Swap "bounding boxes" for "rectangles" in every line of the records below, leaving everything else unchanged, and omit the pictures from your answer.
-- begin MATERIAL FOR THIS EXERCISE --
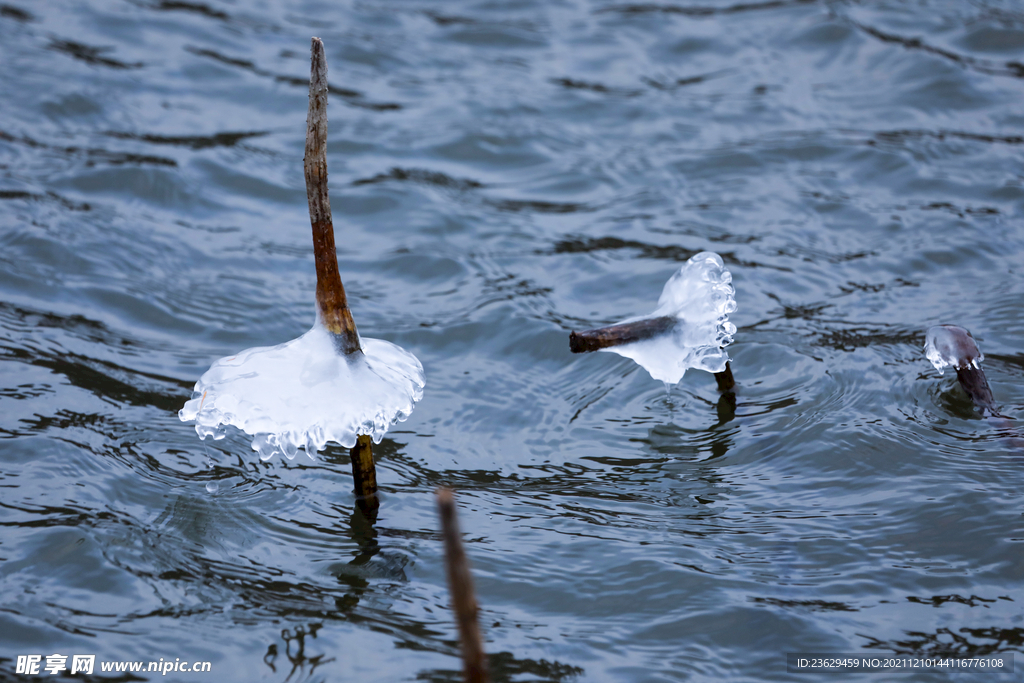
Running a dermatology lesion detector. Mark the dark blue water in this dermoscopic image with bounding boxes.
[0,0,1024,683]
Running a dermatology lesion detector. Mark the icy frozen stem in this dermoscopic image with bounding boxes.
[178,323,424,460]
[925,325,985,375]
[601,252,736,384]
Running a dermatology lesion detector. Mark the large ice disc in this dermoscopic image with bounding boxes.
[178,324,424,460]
-- end MATERIAL FOR THIS EXERCISE --
## RESPONSE FOR THIS EXERCISE
Running a dermatology lesion detector. Mark the dark blue water in this dermoscopic image with rectangles.
[0,0,1024,683]
Running a dermatology lesion detector. Mark the icy frozen stem in this dermoscopic image with rectangles.
[178,323,424,460]
[925,325,985,375]
[601,252,736,384]
Running a dermatology lesion detector. Mark the large ice disc in this dermoscopic image with rectangles.
[178,324,424,460]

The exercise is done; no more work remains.